§ **Exercise**: Render the following material again verbatim, leaving nothing out.

§ **Data extract**:
- - - -
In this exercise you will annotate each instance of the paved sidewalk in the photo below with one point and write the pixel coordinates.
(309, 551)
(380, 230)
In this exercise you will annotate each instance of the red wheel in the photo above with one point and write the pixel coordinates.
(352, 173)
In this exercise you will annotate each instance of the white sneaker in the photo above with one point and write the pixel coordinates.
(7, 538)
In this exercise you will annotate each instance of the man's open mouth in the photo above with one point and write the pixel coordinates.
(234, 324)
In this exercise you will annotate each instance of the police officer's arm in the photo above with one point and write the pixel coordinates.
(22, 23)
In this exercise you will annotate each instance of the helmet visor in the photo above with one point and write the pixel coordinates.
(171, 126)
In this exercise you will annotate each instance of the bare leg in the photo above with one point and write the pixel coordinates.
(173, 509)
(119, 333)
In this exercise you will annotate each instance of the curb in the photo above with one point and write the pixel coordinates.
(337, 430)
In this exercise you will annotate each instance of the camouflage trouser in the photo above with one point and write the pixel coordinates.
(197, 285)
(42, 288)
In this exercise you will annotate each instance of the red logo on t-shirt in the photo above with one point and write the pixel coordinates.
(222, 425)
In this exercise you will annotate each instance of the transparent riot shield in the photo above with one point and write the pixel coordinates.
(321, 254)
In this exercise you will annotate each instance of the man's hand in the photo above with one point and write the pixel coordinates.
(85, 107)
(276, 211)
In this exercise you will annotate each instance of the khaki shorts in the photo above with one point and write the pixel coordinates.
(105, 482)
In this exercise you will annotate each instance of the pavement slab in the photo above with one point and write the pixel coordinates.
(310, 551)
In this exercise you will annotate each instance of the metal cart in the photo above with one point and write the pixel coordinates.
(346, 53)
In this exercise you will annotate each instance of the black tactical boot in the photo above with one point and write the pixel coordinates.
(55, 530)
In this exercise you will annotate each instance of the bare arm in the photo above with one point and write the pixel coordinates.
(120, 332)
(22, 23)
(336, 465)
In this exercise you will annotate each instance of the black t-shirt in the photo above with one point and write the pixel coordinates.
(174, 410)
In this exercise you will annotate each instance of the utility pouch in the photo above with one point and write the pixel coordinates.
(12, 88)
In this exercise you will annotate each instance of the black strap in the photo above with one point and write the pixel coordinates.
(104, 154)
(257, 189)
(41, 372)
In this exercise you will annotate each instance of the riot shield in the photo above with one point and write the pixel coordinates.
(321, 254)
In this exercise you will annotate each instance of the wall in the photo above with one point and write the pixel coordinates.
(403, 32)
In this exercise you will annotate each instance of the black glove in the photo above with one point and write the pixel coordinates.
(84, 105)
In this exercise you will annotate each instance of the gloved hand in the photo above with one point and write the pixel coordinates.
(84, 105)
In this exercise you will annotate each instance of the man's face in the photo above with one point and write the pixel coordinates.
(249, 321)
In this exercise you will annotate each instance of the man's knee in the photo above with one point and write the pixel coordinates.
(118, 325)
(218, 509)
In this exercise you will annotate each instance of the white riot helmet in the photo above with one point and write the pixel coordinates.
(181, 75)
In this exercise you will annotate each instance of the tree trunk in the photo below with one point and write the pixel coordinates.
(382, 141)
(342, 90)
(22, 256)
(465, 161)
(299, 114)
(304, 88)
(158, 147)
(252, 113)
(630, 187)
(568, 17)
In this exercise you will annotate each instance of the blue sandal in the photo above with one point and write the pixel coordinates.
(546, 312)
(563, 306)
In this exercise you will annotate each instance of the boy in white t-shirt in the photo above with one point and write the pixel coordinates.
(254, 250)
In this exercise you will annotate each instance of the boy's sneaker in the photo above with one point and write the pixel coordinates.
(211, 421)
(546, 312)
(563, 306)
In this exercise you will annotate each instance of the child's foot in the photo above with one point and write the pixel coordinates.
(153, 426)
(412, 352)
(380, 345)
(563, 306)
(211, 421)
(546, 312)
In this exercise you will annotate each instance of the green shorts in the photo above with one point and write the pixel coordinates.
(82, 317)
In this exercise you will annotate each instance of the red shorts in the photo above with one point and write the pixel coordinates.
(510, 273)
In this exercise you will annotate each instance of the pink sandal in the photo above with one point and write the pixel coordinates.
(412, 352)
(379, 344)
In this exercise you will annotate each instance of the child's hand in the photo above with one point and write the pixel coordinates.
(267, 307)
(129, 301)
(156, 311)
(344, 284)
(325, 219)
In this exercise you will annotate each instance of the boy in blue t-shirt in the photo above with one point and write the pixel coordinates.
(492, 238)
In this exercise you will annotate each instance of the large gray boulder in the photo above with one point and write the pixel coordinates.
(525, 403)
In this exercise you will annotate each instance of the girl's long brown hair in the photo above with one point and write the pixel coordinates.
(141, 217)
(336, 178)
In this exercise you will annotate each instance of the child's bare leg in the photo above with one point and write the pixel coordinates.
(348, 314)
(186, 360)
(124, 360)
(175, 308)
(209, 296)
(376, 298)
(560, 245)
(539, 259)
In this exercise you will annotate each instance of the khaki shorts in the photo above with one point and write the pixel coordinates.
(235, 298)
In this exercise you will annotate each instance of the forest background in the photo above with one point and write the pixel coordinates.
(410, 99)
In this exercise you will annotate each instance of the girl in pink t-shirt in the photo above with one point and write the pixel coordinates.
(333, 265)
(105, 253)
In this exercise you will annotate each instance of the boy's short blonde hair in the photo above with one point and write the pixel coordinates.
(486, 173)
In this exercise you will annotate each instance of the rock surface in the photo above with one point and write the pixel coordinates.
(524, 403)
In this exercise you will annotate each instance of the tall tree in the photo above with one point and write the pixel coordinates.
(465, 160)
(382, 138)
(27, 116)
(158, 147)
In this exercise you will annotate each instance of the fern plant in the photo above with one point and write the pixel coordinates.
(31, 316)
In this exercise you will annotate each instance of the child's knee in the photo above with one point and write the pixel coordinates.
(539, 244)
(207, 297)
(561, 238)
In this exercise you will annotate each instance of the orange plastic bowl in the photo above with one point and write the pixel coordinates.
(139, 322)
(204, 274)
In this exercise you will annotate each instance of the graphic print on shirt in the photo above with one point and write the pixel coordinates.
- - - -
§ **Result of the task**:
In this exercise you will annotate each instance of the paved sidewalk in the photo below with one point and write the pixel coordinates.
(309, 551)
(380, 230)
In this exercise you will annotate each instance of the red wheel in the photo above with one point and write the pixel coordinates.
(352, 173)
In this exercise you will annotate each instance of the white sneaker in the photo above with one point and write the pixel coordinates.
(7, 538)
In this exercise you will annotate each instance of the man's open mouth in the photo above with one point and write the pixel coordinates.
(234, 324)
In this exercise you will annotate each instance of the police officer's arm in the photo above with one point and write the pixel coordinates.
(22, 23)
In this exercise you will annotate each instance of the helmet visor in the photo above with one point and write the pixel coordinates.
(171, 126)
In this exercise you will annotate each instance of the bare leg in the photo above with one point and write the pixel coordinates.
(173, 509)
(119, 333)
In this exercise you will annotate each instance of the curb in the photo above with one point and write the pixel coordinates.
(337, 430)
In this exercise you will annotate each instance of the camouflage trouser in the photo above with one point and write the pixel coordinates.
(197, 285)
(42, 288)
In this exercise you will annotate each instance of the red logo on t-shirt in the photo above with one point and write the pixel coordinates.
(222, 425)
In this exercise you will annotate each instance of the transparent riot shield in the photo above with one point and write the pixel coordinates.
(321, 254)
In this exercise you will annotate each instance of the man's hand in the photo above with one point and write the pixel coordinates.
(85, 107)
(276, 211)
In this exercise you will annotate each instance of the khaki shorts in the photo above with one point and write the pixel coordinates.
(105, 482)
In this exercise you will annotate each instance of the pavement slab in the photo above with one point and write the pixel coordinates.
(310, 551)
In this exercise you will annotate each instance of the metal cart in the photo above with one point and write the pixel coordinates.
(346, 53)
In this exercise you will annotate each instance of the black tactical boot in the photo above with one point and write the pixel coordinates.
(55, 530)
In this exercise you will annotate each instance of the bare arm in the photo above with one point and write the pixel coordinates.
(120, 332)
(22, 23)
(336, 465)
In this exercise you will annotate each instance of the black t-shirt in the photo above with one point and write the pixel coordinates.
(174, 410)
In this exercise you will annotate each instance of the utility pouch in the photo above with one point and write the pixel coordinates.
(12, 88)
In this exercise you will annotate each instance of the black strap in the photo above with one point and write the pixel coordinates.
(104, 154)
(257, 189)
(41, 372)
In this exercise you will annotate each instance of the riot shield in the photo above with one point and write the pixel coordinates.
(321, 254)
In this exercise you will annotate each instance of the wall in the photo above with one point and write the pixel coordinates.
(403, 32)
In this exercise you will annotate each instance of the black glove in the photo above with one point and write the pixel coordinates.
(84, 105)
In this exercise you will annotate each instance of the gloved hand in the photo above with one point and write the pixel coordinates.
(84, 105)
In this exercise you will annotate each instance of the man's face in the photo above with one point and write the pixel coordinates.
(249, 321)
In this exercise you will annotate each instance of the man's knee in the photo above with one point and write the pixel coordinates.
(118, 325)
(218, 509)
In this exercise you will annotate each instance of the white riot helmet in the photo above with one point and write the pixel coordinates.
(181, 75)
In this exercise you will annotate each instance of the tree trunk in the photo below with one point and write the pixel coordinates.
(382, 141)
(342, 90)
(22, 256)
(465, 161)
(299, 114)
(304, 88)
(158, 147)
(252, 113)
(630, 187)
(568, 17)
In this exercise you will annotate each instance of the blue sandal in the photo above with one point and write the pixel coordinates.
(546, 312)
(563, 306)
In this exercise you will annotate each instance of the boy in white t-shirt in the photo above with one point and write the pixel coordinates.
(254, 250)
In this exercise you will annotate each instance of the boy's sneaker in the photo above with one point and write the pixel coordinates.
(211, 421)
(546, 312)
(563, 306)
In this exercise you will annotate each instance of the child's foot in the photo above with one point and write the pixel coordinates.
(153, 426)
(412, 352)
(380, 345)
(563, 306)
(211, 421)
(546, 312)
In this exercise you will annotate each instance of the green shorts in the photo above with one point and write the pixel coordinates.
(82, 317)
In this exercise you will annotate each instance of the red shorts in the photo above with one point and write the pixel coordinates.
(510, 273)
In this exercise you will annotate each instance of the pink sandal in the photo above with one point and write the pixel coordinates.
(412, 352)
(379, 344)
In this exercise you will annotate each instance of the child's hand in the photo above with one point and write the pixel coordinates.
(267, 307)
(129, 301)
(156, 311)
(344, 284)
(325, 219)
In this exercise you will annotate each instance of the boy in blue t-shirt in the photo above with one point and write the pixel coordinates.
(492, 238)
In this exercise you will annotate each instance of the large gray boulder in the photo above with one point and write the pixel coordinates.
(525, 403)
In this exercise you will annotate each instance of the girl's long brown hair in the photo above with one point and write the pixel coordinates.
(141, 217)
(336, 178)
In this exercise you will annotate each instance of the child's bare leg in the photo above with one point and write the pixel coordinates.
(348, 314)
(186, 360)
(124, 360)
(175, 308)
(209, 296)
(376, 298)
(560, 245)
(539, 259)
In this exercise you will annotate each instance of the khaki shorts in the photo above with one point and write the pixel coordinates.
(235, 298)
In this exercise you will annotate each instance of the forest background in the photo above with one point and write the pixel coordinates.
(410, 99)
In this exercise you will annotate each instance of the girl in pink t-shirt in the photo above with one point and write the pixel coordinates.
(333, 265)
(105, 253)
In this exercise you will annotate each instance of the boy's short blonde hair in the photo above with one point and write the pixel coordinates.
(486, 173)
In this exercise you will annotate each instance of the rock surface in the photo above with one point and write the pixel coordinates.
(524, 403)
In this exercise you will annotate each instance of the tall tree in the photo above with one point and write the pixel coordinates.
(465, 160)
(382, 138)
(27, 116)
(158, 147)
In this exercise you will annotate each instance of the fern plant in the photo above with one point and write the pixel coordinates.
(31, 316)
In this exercise you will annotate each instance of the child's knee in the photo above with one point and write the pixel coordinates.
(539, 244)
(207, 297)
(561, 238)
In this exercise you will annotate each instance of the orange plastic bowl in the photo above with one point and write the pixel coordinates.
(139, 322)
(204, 274)
In this exercise you will annotate each instance of the graphic print on shirt in the photo above with one point and write the pixel coordinates.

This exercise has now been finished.